● TASK TO CARRY OUT
Copy out every line of the data exactly.

● AVAILABLE DATA
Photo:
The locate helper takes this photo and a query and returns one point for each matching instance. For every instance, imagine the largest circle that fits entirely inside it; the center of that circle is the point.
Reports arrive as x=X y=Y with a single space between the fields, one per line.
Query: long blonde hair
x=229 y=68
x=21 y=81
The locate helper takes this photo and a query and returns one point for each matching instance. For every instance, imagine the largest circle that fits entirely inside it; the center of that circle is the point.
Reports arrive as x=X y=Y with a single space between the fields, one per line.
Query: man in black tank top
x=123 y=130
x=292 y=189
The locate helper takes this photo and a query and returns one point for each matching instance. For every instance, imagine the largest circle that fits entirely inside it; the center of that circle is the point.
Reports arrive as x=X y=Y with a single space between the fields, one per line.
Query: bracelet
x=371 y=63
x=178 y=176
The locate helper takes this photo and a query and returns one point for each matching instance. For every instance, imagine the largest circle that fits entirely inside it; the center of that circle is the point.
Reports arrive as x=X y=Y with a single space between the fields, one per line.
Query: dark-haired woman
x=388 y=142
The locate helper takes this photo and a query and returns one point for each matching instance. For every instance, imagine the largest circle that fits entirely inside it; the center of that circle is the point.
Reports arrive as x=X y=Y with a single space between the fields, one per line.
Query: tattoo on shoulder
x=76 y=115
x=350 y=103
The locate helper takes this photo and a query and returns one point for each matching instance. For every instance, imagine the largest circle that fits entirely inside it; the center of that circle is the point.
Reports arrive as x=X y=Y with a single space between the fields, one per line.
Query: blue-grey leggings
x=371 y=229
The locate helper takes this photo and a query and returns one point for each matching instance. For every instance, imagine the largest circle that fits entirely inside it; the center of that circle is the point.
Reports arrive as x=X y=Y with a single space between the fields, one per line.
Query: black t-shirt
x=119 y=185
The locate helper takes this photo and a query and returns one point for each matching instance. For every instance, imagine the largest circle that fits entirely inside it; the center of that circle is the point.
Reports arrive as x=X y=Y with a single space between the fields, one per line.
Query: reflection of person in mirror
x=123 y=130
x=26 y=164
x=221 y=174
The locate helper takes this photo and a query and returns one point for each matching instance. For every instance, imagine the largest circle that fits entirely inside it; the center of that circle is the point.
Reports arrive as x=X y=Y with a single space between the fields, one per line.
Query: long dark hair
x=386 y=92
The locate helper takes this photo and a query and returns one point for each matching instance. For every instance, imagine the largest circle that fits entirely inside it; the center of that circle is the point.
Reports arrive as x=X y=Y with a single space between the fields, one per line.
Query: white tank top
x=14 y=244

● SOLUTION TO THIS EXERCISE
Photo:
The locate helper takes this photo and a query and returns one point for each matching instance. For every instance, imagine the largest circle that fits entirely inside it; the center of that circle is the point.
Reports arrive as x=X y=Y with a single space between the fields, one per line.
Query: long blonde hair
x=229 y=68
x=21 y=81
The locate helper takes this photo and a query and returns one point for each matching instance. For every instance, imagine the largest circle that fits entirely inside it; the center of that circle is the point.
Reports arrive as x=X y=Y with a single space between the fields, one per line.
Query: man in black tank top
x=123 y=130
x=292 y=189
The locate helper takes this photo and a query and returns one point for each matching instance. For every instance, imagine the largest circle that fits entirely inside it; the center of that circle is the point.
Reports arrive as x=X y=Y with a single space between the fields, one per line.
Query: bracelet
x=371 y=63
x=178 y=176
The locate helper takes this photo and a query and returns one point for each matching instance. For every instance, imagine the largest circle that fits entirely inside it; the center of that circle is the point.
Reports arrive as x=X y=Y with a single space between the fields, one per line.
Query: dark-haired woman
x=388 y=142
The locate helper takes this photo and a query and returns one point for each matching instance. For every instance, imagine the largest circle that fits entirely inside it; the center of that circle is the point.
Reports arrive as x=X y=Y with a single space between the fields, one per line.
Query: tattoo on shoulder
x=76 y=115
x=350 y=103
The locate helper takes this photo and a query and returns one point for each matching instance. For every instance, imagine the largest circle that fits entirely inside it; the center of that circle is the point.
Reports arrive as x=X y=Y with a single space between the fields, one per line.
Query: blue-grey leggings
x=371 y=229
The locate helper takes this photo and a query and returns one point for each matching instance. For every instance, imagine the largest circle that fits entirely inside it; the center of that circle is the point.
Reports arrive as x=X y=Y with a single space between the fields, one per line.
Query: black t-shirt
x=119 y=185
The locate helper takes this photo and a query and returns one point for each matching instance. For every instance, imagine the largest circle that fits entirely inside it; the center of that circle is the point.
Reports arrive as x=X y=Y with a single space between the fields, one per line.
Query: reflection of person in mirror
x=123 y=130
x=26 y=164
x=221 y=174
The locate helper takes this photo and a query and returns one point for each matching instance. For every instance, imagine the largest circle that fits entirely inside it; the center of that circle is the point.
Reports arrive as x=X y=Y with a single space between the fields, one per line.
Query: long dark hair
x=386 y=92
The locate helper takes this photo and a query and returns one point for each matching instance. For every instance, imagine the largest circle that fits entirely inside it; the center of that circle is the point.
Reports arrive as x=X y=Y with a single space between the fields, one per line.
Query: white tank top
x=14 y=244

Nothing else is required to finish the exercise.